**WRITTEN TASK 1**
Answer these questions from the DuckDB article.
(a) About how many downloads per month did DuckDB have in February '22?
(b) What was the name of the conference that the data + ML community organized last December?
(c) In which three months did DuckDB cross the 1M downloads per month mark?
**WRITTEN TASK 2**
Copy word for word the lines of the listing from the line containing "of the microfiber" through the end of the listing, both included.

**SELECTED TEXT**

··········

As DuckDB crosses 1M downloads / month, what do its users do?
- Matthaus Krzykowski,
Co-Founder & CEO
Summary
The excitement around DuckDB has steadily increased over the last year. The project has consistently crossed the 1M downloads per month mark over the last three months (Dec ‘22, Jan ‘23, Feb ‘23), a large increase from the ~250k downloads per month in February ‘22.
Like so many others, we are excited about the project, too. Recently, we attended the DuckDB conference and spoke with many members of the community to learn why people are excited about it. We examined issues on GitHub, interviewed some of the top contributors to the project, and even experimented with DuckDB ourselves to determine how we could contribute.
We aimed to identify the most popular reasons why people try out DuckDB with our research. We found five perspectives that people commonly have when trying out DuckDB.
"Normie" users love to drop-In DuckDB in all sorts of places
Last December, folks from the data + ML community organized a great conference, Normconf. Presenters and attendees were invited to share stories about everyday data problems and celebrate solutions. Many of the attendees referred to themselves as "normies" during the conference. We have found many of these folks overlap with those trying out DuckDB.
Normies have a specific way of solving problems that breaks some behavior patterns and expectations of previous generations of software engineers. As Ben Labaschin explains in his presentation Building an HTTPS Model API for Cheap: AWS, Docker, and the Normconf API, “normie software” has the following criteria:
- It does not require domain knowledge to use. You should need almost no documentation because time is most important and all learning is investment. Before you learn, you need to know if it will pay off in the future.

··········

**SOURCE DATA**
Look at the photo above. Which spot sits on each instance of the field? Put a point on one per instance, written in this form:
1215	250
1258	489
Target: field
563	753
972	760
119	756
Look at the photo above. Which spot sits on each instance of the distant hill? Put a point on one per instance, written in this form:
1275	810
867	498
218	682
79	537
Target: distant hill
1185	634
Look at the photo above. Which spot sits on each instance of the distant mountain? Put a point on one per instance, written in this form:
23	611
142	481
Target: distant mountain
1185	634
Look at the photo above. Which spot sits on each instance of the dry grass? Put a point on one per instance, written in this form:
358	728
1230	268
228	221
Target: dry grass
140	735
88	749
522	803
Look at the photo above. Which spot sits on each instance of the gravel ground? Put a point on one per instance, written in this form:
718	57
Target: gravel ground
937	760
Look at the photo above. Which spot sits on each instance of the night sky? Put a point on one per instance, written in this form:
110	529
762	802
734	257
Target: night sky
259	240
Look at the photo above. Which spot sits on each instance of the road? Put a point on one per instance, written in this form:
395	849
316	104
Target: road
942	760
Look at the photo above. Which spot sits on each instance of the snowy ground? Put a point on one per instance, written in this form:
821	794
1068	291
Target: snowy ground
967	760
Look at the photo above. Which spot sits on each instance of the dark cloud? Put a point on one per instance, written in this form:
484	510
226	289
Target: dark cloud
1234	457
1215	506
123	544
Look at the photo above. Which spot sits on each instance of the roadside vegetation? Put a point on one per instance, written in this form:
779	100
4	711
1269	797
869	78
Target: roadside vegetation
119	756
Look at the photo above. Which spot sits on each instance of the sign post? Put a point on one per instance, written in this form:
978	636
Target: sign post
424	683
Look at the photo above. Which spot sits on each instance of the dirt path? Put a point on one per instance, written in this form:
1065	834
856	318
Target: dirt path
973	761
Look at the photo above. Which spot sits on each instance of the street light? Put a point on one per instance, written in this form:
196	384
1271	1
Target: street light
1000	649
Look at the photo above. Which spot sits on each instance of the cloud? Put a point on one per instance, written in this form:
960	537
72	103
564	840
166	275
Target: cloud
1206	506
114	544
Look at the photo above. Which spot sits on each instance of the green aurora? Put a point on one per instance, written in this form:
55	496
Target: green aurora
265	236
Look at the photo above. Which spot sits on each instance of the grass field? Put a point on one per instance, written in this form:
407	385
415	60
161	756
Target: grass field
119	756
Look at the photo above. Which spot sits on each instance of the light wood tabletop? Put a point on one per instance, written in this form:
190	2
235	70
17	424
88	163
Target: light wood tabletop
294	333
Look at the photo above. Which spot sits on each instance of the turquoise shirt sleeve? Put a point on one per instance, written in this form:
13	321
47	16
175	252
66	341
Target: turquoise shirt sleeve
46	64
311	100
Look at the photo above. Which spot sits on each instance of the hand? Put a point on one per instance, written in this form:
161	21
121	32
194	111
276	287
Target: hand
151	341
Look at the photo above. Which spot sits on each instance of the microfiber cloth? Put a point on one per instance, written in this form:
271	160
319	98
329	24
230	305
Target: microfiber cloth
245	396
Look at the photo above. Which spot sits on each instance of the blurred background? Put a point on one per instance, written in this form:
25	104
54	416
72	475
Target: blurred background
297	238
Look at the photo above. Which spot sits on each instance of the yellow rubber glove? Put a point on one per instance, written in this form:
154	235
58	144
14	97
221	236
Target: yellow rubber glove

··········

**EXERCISE OUTPUT 1**
(a) About 250k downloads per month.
(b) Normconf.
(c) December '22, January '23, and February '23.

**EXERCISE OUTPUT 2**
Look at the photo above. Which spot sits on each instance of the microfiber cloth? Put a point on one per instance, written in this form:
271	160
319	98
329	24
230	305
Target: microfiber cloth
245	396
Look at the photo above. Which spot sits on each instance of the blurred background? Put a point on one per instance, written in this form:
25	104
54	416
72	475
Target: blurred background
297	238
Look at the photo above. Which spot sits on each instance of the yellow rubber glove? Put a point on one per instance, written in this form:
154	235
58	144
14	97
221	236
Target: yellow rubber glove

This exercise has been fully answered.